TASK: Whatever appears in the records apart from pictures must be reproduced exactly.

GIVEN DATA:
════════════════════

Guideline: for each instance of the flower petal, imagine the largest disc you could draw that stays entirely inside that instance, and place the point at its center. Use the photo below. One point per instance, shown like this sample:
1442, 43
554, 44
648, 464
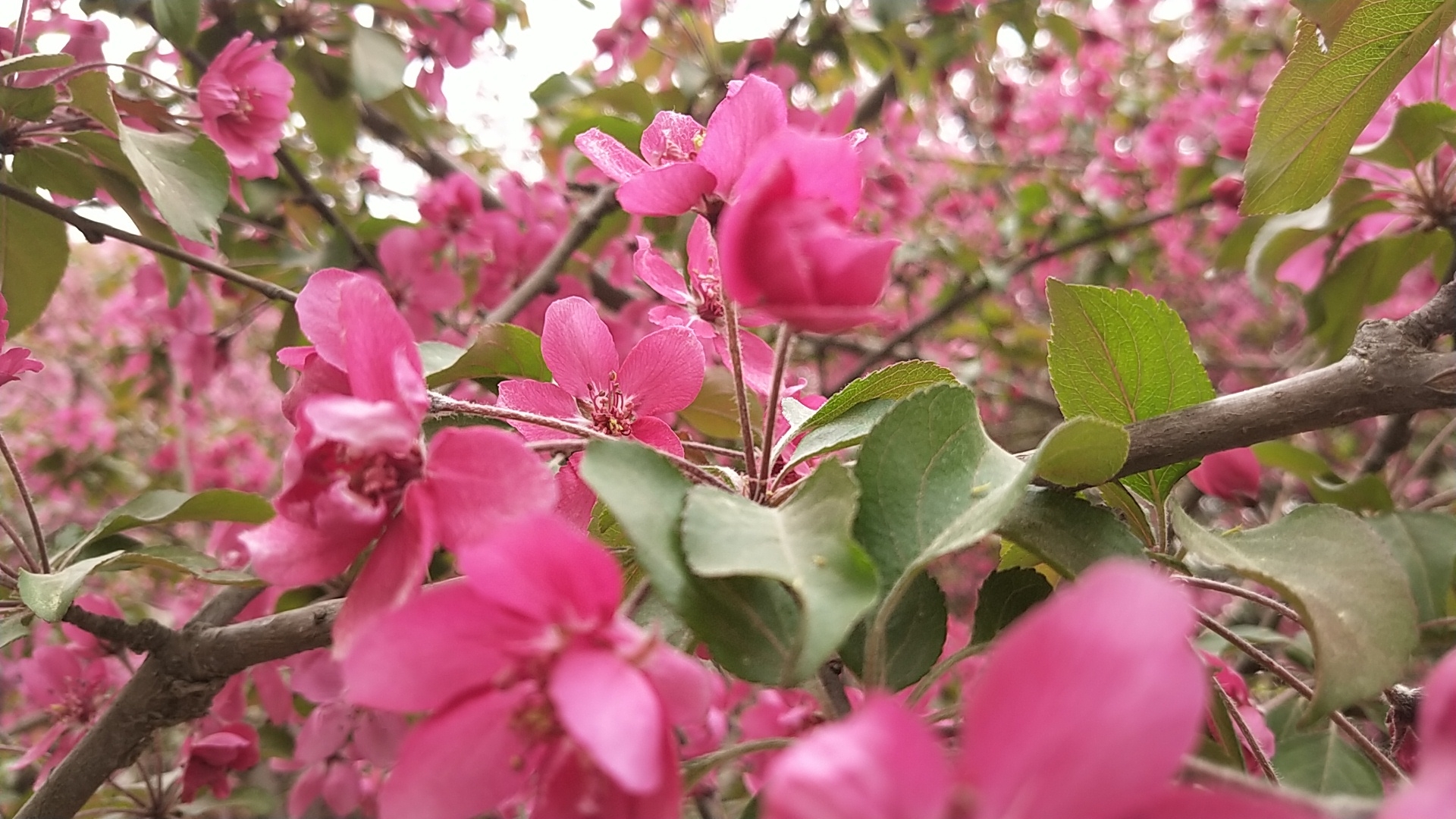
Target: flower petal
479, 479
579, 346
664, 372
610, 156
459, 763
607, 706
1088, 703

════════════════════

WRITTEN ANSWER:
Guideline: for each instance of the flower petal, imagine the largest disc you could draw that stays entirely inside that instance, and place the point at its center. Use the photo below. One point per instance, shown like this sample:
1442, 43
554, 44
648, 464
Target: flower petal
479, 479
579, 346
664, 372
610, 156
459, 763
607, 706
1088, 703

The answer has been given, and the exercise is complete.